Referring expression data

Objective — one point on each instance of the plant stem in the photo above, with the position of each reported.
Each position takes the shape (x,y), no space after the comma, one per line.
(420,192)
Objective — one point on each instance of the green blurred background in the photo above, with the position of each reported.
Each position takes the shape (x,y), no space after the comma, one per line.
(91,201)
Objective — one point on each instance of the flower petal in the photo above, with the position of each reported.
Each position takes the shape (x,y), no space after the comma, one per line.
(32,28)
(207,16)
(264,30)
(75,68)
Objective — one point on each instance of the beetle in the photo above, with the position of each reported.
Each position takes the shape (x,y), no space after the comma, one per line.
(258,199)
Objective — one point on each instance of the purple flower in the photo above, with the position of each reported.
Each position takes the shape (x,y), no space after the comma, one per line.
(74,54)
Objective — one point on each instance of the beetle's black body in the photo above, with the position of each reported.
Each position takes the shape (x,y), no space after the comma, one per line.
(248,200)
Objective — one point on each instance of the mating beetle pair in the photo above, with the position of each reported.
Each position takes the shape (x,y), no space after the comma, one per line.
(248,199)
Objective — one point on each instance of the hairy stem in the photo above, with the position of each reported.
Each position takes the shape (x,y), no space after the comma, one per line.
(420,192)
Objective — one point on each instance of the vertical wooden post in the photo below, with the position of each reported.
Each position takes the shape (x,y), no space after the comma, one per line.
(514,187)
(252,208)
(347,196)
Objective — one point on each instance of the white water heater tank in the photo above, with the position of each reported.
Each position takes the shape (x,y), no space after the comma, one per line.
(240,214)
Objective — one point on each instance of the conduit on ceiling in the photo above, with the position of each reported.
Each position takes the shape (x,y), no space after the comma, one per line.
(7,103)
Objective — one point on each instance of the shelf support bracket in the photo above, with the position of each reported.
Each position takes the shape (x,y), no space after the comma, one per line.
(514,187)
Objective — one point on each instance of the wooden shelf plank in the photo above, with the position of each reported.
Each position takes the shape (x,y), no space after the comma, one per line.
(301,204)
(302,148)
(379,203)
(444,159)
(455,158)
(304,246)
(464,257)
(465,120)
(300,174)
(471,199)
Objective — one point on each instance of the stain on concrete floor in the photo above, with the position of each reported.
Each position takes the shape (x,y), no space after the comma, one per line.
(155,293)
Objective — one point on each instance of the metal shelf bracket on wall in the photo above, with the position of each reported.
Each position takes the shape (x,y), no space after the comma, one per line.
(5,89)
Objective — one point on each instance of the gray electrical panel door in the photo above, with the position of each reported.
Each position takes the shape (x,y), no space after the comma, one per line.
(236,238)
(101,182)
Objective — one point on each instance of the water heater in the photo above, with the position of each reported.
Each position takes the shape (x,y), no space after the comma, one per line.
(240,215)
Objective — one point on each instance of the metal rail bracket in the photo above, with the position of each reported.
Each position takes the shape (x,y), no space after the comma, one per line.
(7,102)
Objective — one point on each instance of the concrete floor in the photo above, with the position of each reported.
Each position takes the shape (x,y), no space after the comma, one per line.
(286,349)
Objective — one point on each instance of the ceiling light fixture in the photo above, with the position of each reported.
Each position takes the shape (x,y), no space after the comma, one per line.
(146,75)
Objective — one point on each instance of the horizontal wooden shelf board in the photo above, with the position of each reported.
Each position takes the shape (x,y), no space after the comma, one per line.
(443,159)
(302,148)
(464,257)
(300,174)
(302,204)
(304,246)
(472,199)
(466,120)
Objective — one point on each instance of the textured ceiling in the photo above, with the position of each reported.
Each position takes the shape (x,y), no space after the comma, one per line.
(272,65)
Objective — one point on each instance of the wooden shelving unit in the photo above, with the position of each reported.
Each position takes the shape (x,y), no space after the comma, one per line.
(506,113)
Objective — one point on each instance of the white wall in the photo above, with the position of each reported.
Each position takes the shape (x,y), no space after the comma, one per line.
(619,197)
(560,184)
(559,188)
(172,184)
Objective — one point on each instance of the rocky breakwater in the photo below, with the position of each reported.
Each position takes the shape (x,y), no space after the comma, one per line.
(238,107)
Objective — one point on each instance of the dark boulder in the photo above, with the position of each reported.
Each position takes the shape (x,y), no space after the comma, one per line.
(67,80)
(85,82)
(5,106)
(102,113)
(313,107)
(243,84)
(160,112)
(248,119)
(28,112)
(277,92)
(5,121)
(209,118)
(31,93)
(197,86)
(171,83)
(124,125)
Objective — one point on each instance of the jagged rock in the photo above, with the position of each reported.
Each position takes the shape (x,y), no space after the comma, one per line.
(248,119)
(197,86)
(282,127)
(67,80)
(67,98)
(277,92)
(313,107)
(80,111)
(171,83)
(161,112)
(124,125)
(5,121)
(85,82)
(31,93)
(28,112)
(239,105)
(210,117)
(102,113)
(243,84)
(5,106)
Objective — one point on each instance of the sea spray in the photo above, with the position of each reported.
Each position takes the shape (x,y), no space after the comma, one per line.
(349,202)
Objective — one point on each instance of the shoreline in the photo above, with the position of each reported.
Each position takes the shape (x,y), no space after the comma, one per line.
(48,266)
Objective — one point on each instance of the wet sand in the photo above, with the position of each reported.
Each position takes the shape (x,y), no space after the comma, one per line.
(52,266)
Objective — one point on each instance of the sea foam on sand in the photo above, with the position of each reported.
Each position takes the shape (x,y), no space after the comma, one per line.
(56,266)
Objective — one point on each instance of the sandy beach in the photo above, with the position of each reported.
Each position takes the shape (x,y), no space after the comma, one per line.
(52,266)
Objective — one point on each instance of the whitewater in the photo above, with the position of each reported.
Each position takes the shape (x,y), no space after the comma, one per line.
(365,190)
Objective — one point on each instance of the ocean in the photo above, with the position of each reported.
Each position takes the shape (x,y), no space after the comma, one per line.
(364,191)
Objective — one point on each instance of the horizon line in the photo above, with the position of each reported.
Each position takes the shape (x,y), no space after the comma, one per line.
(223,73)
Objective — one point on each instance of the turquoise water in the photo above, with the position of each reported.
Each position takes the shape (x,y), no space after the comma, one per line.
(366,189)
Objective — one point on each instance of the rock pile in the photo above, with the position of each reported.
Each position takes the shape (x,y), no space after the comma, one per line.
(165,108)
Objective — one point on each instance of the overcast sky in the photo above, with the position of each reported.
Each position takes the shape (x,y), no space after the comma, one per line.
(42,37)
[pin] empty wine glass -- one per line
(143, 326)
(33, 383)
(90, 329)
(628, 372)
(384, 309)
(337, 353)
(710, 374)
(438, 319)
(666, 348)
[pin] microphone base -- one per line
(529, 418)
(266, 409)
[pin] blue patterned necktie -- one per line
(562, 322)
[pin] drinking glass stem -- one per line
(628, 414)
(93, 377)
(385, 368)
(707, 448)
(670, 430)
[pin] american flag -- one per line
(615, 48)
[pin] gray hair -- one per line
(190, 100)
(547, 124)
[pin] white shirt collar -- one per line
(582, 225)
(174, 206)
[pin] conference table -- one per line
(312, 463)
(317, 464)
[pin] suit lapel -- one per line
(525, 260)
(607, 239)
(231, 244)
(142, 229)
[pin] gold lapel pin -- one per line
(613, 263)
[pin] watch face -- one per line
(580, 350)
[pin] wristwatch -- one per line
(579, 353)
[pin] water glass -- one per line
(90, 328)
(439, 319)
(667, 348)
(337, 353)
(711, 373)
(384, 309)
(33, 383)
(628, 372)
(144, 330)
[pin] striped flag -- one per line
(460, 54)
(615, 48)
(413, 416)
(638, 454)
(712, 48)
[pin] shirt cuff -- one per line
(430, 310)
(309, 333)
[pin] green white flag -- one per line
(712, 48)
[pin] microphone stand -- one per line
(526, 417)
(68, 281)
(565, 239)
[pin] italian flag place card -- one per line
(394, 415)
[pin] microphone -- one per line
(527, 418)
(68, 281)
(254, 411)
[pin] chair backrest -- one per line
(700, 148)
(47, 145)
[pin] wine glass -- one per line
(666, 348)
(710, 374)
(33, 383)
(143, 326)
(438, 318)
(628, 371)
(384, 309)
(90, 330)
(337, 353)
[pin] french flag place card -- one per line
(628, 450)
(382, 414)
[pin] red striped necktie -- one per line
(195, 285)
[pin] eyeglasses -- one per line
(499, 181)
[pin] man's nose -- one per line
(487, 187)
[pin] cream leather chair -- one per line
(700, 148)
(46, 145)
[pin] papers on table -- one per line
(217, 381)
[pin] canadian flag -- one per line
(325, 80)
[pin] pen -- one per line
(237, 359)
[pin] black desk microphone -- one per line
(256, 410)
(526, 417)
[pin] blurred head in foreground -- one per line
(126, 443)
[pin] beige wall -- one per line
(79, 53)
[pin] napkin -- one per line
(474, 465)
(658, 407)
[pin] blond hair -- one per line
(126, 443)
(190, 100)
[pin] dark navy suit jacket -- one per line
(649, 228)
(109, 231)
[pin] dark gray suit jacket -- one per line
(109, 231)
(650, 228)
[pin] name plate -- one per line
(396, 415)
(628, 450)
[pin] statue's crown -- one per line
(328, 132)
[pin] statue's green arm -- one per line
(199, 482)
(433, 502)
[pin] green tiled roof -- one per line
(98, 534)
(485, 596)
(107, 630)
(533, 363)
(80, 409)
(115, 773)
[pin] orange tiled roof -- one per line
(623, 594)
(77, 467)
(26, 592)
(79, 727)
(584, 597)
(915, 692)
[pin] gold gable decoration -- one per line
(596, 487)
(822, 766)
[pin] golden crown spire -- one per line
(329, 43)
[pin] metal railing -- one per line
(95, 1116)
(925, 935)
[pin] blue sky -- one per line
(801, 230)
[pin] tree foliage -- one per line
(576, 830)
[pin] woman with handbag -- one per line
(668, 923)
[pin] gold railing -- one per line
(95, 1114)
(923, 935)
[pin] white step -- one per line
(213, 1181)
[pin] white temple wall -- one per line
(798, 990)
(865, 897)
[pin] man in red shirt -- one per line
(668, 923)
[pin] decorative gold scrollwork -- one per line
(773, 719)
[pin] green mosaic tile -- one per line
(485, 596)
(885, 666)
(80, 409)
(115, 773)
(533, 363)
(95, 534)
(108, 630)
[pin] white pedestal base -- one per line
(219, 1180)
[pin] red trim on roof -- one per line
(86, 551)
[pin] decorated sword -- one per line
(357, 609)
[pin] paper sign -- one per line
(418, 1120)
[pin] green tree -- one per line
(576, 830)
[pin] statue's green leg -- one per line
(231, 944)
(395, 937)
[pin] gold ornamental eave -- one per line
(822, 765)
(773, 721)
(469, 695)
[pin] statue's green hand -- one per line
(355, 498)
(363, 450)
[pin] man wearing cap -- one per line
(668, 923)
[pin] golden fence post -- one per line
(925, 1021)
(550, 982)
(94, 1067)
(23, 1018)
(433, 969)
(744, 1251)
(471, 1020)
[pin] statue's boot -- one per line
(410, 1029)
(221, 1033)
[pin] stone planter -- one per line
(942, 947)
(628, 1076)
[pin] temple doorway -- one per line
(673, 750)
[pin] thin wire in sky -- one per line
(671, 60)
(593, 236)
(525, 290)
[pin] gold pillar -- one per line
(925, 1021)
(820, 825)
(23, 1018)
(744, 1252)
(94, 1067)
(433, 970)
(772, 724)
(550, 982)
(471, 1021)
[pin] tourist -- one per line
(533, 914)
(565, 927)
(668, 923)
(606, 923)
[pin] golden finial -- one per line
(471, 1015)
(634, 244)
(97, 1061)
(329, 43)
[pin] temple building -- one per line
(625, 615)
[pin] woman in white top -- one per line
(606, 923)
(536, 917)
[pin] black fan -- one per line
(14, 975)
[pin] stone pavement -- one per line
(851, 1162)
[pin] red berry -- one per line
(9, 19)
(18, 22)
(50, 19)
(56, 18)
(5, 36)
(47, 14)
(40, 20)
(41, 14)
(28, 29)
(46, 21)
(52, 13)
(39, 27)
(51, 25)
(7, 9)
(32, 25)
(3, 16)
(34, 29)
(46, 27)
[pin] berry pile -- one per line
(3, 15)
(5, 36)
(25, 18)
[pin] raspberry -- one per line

▶ [Exercise] Which lines above contain the word "heater"? Copy all of them.

▶ [Answer]
Objective — one point on each instance of the white water heater tank in the photo above, with the position of each reported.
Objective — one point on each instance of the water heater in the photo above, with the position of each reported.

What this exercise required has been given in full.